**EXERCISE:**
Give every line again exactly as it appears, please, but not the pictures.

----- RECORDS SHOWN

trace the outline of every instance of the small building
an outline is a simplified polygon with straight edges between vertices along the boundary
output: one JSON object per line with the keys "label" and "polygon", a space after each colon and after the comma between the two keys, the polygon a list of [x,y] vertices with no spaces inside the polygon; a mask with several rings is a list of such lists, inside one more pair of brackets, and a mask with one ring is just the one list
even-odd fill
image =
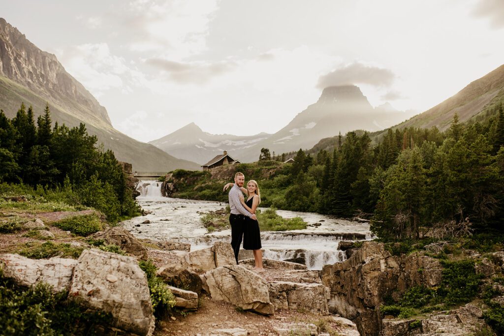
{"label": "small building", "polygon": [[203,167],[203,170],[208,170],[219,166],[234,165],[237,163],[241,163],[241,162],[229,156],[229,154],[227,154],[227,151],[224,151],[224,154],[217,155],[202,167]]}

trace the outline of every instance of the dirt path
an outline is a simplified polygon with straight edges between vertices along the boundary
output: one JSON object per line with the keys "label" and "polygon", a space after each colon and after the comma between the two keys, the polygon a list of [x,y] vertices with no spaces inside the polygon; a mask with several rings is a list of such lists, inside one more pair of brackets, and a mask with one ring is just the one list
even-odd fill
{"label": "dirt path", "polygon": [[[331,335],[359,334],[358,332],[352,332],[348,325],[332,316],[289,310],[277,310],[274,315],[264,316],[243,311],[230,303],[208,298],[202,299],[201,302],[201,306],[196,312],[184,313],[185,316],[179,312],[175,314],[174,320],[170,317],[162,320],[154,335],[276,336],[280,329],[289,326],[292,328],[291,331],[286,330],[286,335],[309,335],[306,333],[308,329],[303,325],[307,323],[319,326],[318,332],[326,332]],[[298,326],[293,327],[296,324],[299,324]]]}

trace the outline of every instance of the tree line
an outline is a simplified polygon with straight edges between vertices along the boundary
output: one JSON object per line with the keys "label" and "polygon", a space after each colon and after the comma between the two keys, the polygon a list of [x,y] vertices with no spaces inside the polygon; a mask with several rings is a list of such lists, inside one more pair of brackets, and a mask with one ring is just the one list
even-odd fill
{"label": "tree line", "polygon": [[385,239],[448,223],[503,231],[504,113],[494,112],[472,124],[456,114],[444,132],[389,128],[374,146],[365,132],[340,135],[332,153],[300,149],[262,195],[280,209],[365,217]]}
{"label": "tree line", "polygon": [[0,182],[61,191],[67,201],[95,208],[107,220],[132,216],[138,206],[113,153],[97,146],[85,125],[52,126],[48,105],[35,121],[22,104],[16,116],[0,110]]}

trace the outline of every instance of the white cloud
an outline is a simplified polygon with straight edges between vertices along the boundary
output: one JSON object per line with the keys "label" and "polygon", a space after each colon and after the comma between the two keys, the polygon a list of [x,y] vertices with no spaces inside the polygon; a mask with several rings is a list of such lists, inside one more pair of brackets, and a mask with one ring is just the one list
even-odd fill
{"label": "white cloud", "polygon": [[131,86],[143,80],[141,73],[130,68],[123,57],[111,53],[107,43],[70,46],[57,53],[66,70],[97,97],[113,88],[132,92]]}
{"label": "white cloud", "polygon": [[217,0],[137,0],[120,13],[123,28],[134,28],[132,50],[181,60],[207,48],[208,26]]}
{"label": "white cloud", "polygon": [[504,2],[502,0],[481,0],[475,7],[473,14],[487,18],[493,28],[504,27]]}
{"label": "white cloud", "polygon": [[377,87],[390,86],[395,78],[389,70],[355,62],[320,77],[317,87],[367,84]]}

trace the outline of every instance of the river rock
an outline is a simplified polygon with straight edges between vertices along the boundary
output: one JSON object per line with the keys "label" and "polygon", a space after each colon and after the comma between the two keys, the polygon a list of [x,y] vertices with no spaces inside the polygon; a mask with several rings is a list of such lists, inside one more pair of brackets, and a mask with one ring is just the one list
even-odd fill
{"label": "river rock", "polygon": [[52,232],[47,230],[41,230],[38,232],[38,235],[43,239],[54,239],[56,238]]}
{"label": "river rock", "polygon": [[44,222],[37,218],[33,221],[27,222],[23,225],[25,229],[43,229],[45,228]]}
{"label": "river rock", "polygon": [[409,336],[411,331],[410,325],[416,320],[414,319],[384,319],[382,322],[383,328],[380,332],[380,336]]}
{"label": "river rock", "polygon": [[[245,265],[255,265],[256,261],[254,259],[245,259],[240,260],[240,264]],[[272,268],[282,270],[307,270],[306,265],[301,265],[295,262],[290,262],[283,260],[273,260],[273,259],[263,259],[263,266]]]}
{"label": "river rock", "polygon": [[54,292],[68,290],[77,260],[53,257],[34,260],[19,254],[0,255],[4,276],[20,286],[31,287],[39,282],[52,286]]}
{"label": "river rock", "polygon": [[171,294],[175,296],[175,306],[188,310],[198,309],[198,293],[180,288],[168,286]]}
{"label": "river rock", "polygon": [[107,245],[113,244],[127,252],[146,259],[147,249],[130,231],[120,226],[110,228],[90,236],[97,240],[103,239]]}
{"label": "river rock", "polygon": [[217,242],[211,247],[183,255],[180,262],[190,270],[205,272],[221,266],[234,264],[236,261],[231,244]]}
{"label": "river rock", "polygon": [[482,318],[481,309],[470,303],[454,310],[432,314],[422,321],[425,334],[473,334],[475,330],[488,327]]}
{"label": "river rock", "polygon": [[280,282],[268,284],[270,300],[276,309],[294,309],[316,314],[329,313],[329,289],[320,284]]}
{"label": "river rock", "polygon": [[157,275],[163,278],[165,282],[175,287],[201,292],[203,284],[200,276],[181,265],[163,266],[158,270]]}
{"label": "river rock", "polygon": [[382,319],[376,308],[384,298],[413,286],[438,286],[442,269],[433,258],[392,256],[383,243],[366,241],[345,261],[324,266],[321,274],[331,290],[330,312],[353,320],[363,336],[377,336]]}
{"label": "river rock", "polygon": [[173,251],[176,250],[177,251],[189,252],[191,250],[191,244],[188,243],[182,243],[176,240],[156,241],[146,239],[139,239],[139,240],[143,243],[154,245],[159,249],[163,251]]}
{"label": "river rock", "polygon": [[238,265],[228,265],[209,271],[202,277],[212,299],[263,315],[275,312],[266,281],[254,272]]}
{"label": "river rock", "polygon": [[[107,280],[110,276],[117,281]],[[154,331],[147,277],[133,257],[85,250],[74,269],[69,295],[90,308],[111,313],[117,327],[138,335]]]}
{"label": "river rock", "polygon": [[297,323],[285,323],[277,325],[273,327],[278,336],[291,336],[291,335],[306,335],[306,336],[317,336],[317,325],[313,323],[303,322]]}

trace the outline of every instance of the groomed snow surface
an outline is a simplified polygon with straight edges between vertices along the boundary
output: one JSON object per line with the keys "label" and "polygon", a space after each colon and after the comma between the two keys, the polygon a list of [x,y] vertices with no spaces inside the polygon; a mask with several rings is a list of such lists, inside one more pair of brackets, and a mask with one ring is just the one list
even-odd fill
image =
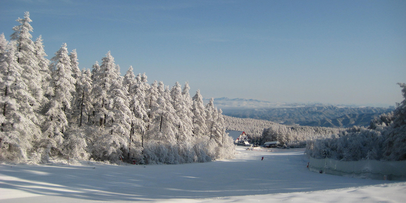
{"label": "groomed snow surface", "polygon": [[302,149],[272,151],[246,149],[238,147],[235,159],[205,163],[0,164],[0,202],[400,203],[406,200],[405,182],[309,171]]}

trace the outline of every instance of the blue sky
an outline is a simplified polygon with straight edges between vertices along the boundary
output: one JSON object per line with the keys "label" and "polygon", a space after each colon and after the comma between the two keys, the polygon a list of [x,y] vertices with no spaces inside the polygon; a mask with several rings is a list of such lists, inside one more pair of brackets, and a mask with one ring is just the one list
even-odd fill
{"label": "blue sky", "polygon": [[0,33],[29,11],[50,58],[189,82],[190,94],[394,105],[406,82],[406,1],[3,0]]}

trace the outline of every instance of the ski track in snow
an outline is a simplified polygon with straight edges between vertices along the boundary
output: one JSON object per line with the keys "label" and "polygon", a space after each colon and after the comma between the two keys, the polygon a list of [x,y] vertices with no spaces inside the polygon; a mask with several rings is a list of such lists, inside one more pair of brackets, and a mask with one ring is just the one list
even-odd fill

----------

**RESULT OF THIS TASK:**
trace the outline of every instance of the small building
an outline is a simplified polygon with straight edges between vertices along the boundary
output: one JSON object per line with the keys "label" and "polygon", a space after each colon and after the comma between the two keys, the polygon a list of [x,y] vertices with no spaces inside the polygon; a mask with several rings is a list of such lists, inside one more pair of brackets, and a mask with one ring is just the one list
even-odd fill
image =
{"label": "small building", "polygon": [[203,167],[203,170],[208,170],[219,166],[234,165],[237,163],[241,163],[241,162],[229,156],[229,154],[227,154],[227,151],[224,151],[224,154],[217,155],[202,167]]}

trace the outline of every instance of the dirt path
an outline is a simplified polygon with straight edges between vertices along the boundary
output: one JSON object per line with the keys "label" and "polygon", a space after each colon and after the comma between the two keys, the polygon a list of [x,y] vertices with no spaces inside the polygon; a mask with several rings is a list of such lists, inside one more pair of brackets, and a mask with one ring is just the one list
even-odd fill
{"label": "dirt path", "polygon": [[[331,335],[359,334],[358,332],[352,332],[348,325],[332,316],[289,310],[277,310],[274,315],[264,316],[243,311],[230,303],[208,298],[202,299],[201,302],[201,306],[196,312],[184,313],[185,316],[179,312],[175,314],[174,320],[170,317],[162,320],[154,335],[276,336],[280,329],[289,326],[292,328],[291,331],[286,330],[286,335],[309,335],[306,333],[308,329],[303,325],[307,323],[319,326],[318,332],[326,332]],[[298,326],[293,327],[296,324],[299,324]]]}

trace the outline of every instance of the tree line
an outline is a simplified polygon with straight edges between vertices along the boundary
output: one JSON object per line with the keys "label" and "polygon", a space after each colon and after the comma between the two keys, the polygon a list of [x,y] vertices with no spaces inside the polygon; a mask with several rings is a list of such lists, inside one more pair of brackets, and a mask with one ring is just the one list
even-odd fill
{"label": "tree line", "polygon": [[385,239],[448,223],[503,231],[504,113],[494,112],[472,124],[456,114],[444,132],[389,128],[374,146],[365,132],[340,135],[332,153],[300,149],[262,195],[280,209],[365,217]]}
{"label": "tree line", "polygon": [[0,182],[61,191],[67,201],[95,208],[107,220],[132,216],[138,206],[113,153],[97,146],[85,125],[52,126],[48,105],[35,121],[22,104],[16,116],[0,110]]}

trace the outline of every instance of the white cloud
an outline is a simplified polygon with straight edges between vertices along the boundary
output: one JSON object per line with the keys "label" and "polygon", a space after each colon and after the comma between the two keys, the polygon a list of [x,y] vertices with no spaces inside the polygon; a mask with several rings is a list of such lists, inside one more pair of brackets, and a mask with one ring is just the one list
even-odd fill
{"label": "white cloud", "polygon": [[131,86],[143,80],[141,73],[130,68],[123,57],[111,53],[107,43],[70,46],[57,53],[66,70],[97,97],[113,88],[132,92]]}
{"label": "white cloud", "polygon": [[217,0],[137,0],[120,13],[123,28],[134,28],[132,50],[181,60],[207,48],[208,26]]}
{"label": "white cloud", "polygon": [[504,2],[502,0],[481,0],[475,7],[473,14],[487,18],[493,28],[504,27]]}
{"label": "white cloud", "polygon": [[377,87],[390,86],[395,78],[389,70],[355,62],[320,77],[317,87],[367,84]]}

trace the outline of every instance of the river rock
an outline is a simplified polygon with straight edges between vertices along the boundary
output: one JSON object per line with the keys "label" and "polygon", a space after each colon and after the comma between the two keys, the polygon a list of [x,y] vertices with no spaces inside the polygon; a mask with several rings is a list of such lists, inside one more pair of brackets, and a mask with one ring is just the one list
even-odd fill
{"label": "river rock", "polygon": [[52,232],[47,230],[41,230],[38,232],[38,235],[43,239],[54,239],[56,238]]}
{"label": "river rock", "polygon": [[44,222],[37,218],[33,221],[27,222],[23,225],[25,229],[43,229],[45,228]]}
{"label": "river rock", "polygon": [[409,336],[411,331],[410,325],[416,320],[414,319],[384,319],[382,322],[383,328],[380,332],[380,336]]}
{"label": "river rock", "polygon": [[[245,265],[255,265],[256,261],[254,259],[245,259],[240,260],[240,264]],[[272,268],[282,270],[307,270],[306,265],[301,265],[295,262],[290,262],[283,260],[273,260],[273,259],[263,259],[263,266]]]}
{"label": "river rock", "polygon": [[54,292],[68,290],[77,260],[53,257],[34,260],[19,254],[0,255],[4,276],[20,286],[31,287],[39,282],[52,286]]}
{"label": "river rock", "polygon": [[171,294],[175,296],[175,306],[188,310],[198,309],[198,293],[180,288],[168,286]]}
{"label": "river rock", "polygon": [[107,245],[113,244],[127,252],[146,259],[147,249],[130,231],[120,226],[110,228],[90,236],[97,240],[103,239]]}
{"label": "river rock", "polygon": [[217,242],[211,247],[183,255],[180,262],[190,270],[205,272],[221,266],[234,264],[236,261],[231,244]]}
{"label": "river rock", "polygon": [[482,318],[481,309],[470,303],[454,310],[432,314],[422,321],[425,334],[473,334],[475,330],[488,327]]}
{"label": "river rock", "polygon": [[280,282],[268,284],[270,300],[276,309],[294,309],[316,314],[329,313],[329,289],[320,284]]}
{"label": "river rock", "polygon": [[157,275],[163,278],[165,282],[175,287],[201,292],[203,284],[200,276],[181,265],[163,266],[158,270]]}
{"label": "river rock", "polygon": [[382,319],[376,308],[384,298],[413,286],[438,286],[442,269],[433,258],[392,256],[383,243],[366,241],[345,261],[324,266],[321,274],[331,290],[330,312],[353,320],[363,336],[377,336]]}
{"label": "river rock", "polygon": [[173,251],[176,250],[177,251],[189,252],[191,250],[191,244],[188,243],[182,243],[176,240],[156,241],[146,239],[139,239],[139,240],[143,243],[154,245],[159,249],[163,251]]}
{"label": "river rock", "polygon": [[238,265],[228,265],[209,271],[202,277],[212,299],[263,315],[275,312],[266,281],[254,272]]}
{"label": "river rock", "polygon": [[[107,280],[110,276],[117,281]],[[154,331],[147,277],[133,257],[85,250],[74,269],[69,295],[90,308],[111,313],[117,327],[138,335]]]}
{"label": "river rock", "polygon": [[297,323],[285,323],[277,325],[273,327],[278,336],[291,336],[291,335],[306,335],[306,336],[317,336],[317,325],[313,323],[303,322]]}

trace the outline of every instance of the groomed snow surface
an outline is a simplified polygon with straight edges between vertices along the boundary
output: one JSON object per line with the keys "label" and "polygon", a space after each colon and after the comma between the two keys, the polygon a list of [x,y] vertices with no spaces inside the polygon; a mask with several rings is a list of such lists, inside one more pair of brackets, and a mask with one ring is just the one list
even-odd fill
image =
{"label": "groomed snow surface", "polygon": [[302,149],[272,151],[246,149],[238,147],[235,159],[205,163],[0,164],[0,202],[400,203],[406,200],[405,182],[309,171]]}

trace the outline of every instance of the blue sky
an outline is a simplified polygon with straight edges between vertices along the boundary
output: one JSON object per line with the keys "label" and "polygon", a space after each colon and after the comma between the two keys, the polygon a list of [x,y] vertices with no spaces inside the polygon; a mask with several rings is a list of such lists, inside one more pair of brackets, and a mask with one ring is just the one list
even-odd fill
{"label": "blue sky", "polygon": [[0,33],[29,11],[50,58],[189,82],[190,94],[394,105],[406,82],[406,1],[3,0]]}

trace the outline of every instance of the ski track in snow
an outline is a simplified polygon with straight edges between vertices along the boundary
output: one JSON object per line with the keys "label" and "polygon", a space after each colon and after the comma between the two keys, the polygon a list of [x,y] vertices with no spaces inside the polygon; a mask with several rings is a list of such lists, inside one more pair of brackets, and a mask with one ring is just the one list
even-odd fill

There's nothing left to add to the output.